SOURCE DOCUMENT -
____
Richard Archer, British singer and guitarist with English indie rock band (Hard-Fi was Born 18th January 1977. Archer’s first band Contempo were formed in Staines-upon-Thames during the summer of 1997, originally going by the name “Parachute”. Mick Jones produced demos that were intended to be released as an album in 2000 but whose release was delayed and eventually cancelled. Some of these tracks have been reworked as Hard-Fi songs. Contempo’s first release was a limited 7″ vinyl on the Blue Dog label with the tracks “On The Floor” and “Stronger” (the latter also released as a b-side for the Hard-Fi single Hard to Beat). In November 2000 Contempo announced they had left London Records. Contempo thenreleased a six track EP called “This Is Contempo”, which featured the ska song “Ain’t Going Out Tonight” on their own label “Nu-Suburban Sounds”. Another album, “Contempo – The Demos”, was a bootleg CD featuring demos of what would become Hard-Fi tracks: “Better Do Better”, “Can’t Get Along (Without You)”, “Living for the Weekend”, “Move On Now” and “Unnecessary Trouble”.

Hard Fi were Formed in Staines, Surrey in 2003. The band’s members are Richard Archer (lead vocals and guitar), Ross Phillips (guitar and backing vocals), Kai Stephens (bass guitar and backing vocals) and Steve Kemp (drums and backing vocals). Hard Fi achieved chart success with their third single, “Hard to Beat” and then followed by other successful singles such as “Cash Machine” and “Living for the Weekend”, which all reached top 15 in the UK Singles Chart. Their debut album STARS OF CCTV was released on 4 July 2005, and although receiving critical acclaim (NME called it the Album of the Year and it was nominated for the Mercury Prize and two Brit Awards; Best British Group and Best British Rock Act), it didn’t reach No. 1 in the UK albums chart until six months later on 22 January 2006. It originally entered the charts at number 6.
____
TO BE DONE - Write out everything in the Hard Fi text from "Hard Fi were" down to "at number 6.", swapping "backing vocals" for "harmony vocals".
____
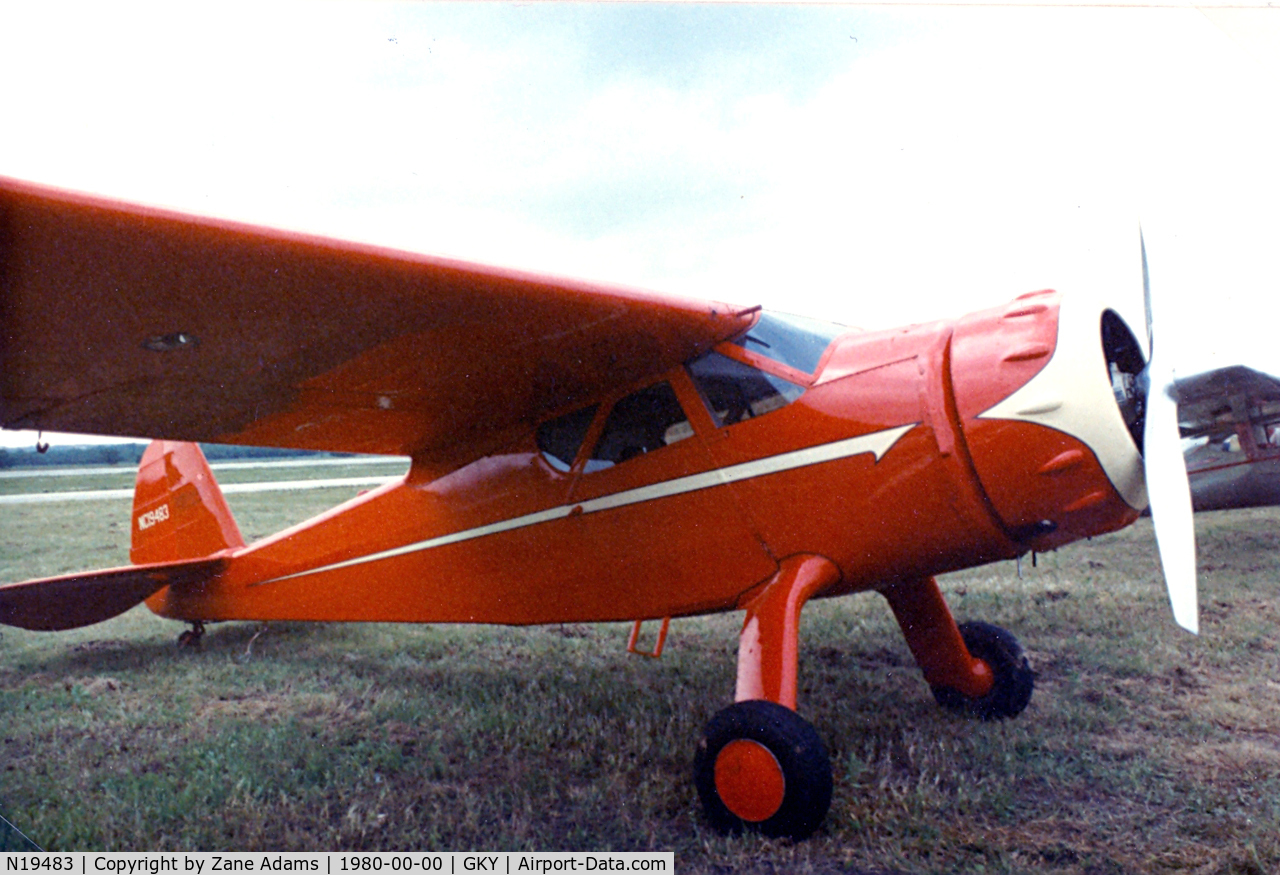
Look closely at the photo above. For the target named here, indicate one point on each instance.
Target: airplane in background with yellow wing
(579, 453)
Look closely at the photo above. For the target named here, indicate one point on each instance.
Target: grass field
(1144, 750)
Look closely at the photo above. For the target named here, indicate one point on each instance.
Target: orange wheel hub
(749, 780)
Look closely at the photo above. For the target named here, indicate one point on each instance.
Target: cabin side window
(639, 424)
(562, 438)
(735, 392)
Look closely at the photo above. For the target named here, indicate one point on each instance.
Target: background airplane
(1233, 417)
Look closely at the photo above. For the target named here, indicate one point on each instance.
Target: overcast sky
(872, 165)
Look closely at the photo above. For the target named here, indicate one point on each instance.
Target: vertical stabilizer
(178, 509)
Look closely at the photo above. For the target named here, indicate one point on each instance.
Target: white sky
(872, 165)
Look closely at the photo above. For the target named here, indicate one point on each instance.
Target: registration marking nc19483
(151, 517)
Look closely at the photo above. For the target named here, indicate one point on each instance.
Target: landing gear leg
(759, 764)
(192, 636)
(976, 668)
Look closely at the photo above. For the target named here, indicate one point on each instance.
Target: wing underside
(126, 320)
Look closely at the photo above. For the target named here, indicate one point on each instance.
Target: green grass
(1144, 750)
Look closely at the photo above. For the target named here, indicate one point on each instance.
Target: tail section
(178, 509)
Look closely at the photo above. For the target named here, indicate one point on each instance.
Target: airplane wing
(1212, 403)
(72, 600)
(118, 319)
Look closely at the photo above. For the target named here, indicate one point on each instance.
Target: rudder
(178, 508)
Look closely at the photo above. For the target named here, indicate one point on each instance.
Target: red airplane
(579, 453)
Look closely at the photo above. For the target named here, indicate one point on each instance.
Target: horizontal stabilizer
(65, 603)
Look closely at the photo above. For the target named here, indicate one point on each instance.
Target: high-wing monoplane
(579, 453)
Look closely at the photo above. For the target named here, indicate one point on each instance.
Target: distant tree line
(131, 454)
____
RESULT FOR THIS EXERCISE -
Hard Fi were Formed in Staines, Surrey in 2003. The band’s members are Richard Archer (lead vocals and guitar), Ross Phillips (guitar and harmony vocals), Kai Stephens (bass guitar and harmony vocals) and Steve Kemp (drums and harmony vocals). Hard Fi achieved chart success with their third single, “Hard to Beat” and then followed by other successful singles such as “Cash Machine” and “Living for the Weekend”, which all reached top 15 in the UK Singles Chart. Their debut album STARS OF CCTV was released on 4 July 2005, and although receiving critical acclaim (NME called it the Album of the Year and it was nominated for the Mercury Prize and two Brit Awards; Best British Group and Best British Rock Act), it didn’t reach No. 1 in the UK albums chart until six months later on 22 January 2006. It originally entered the charts at number 6.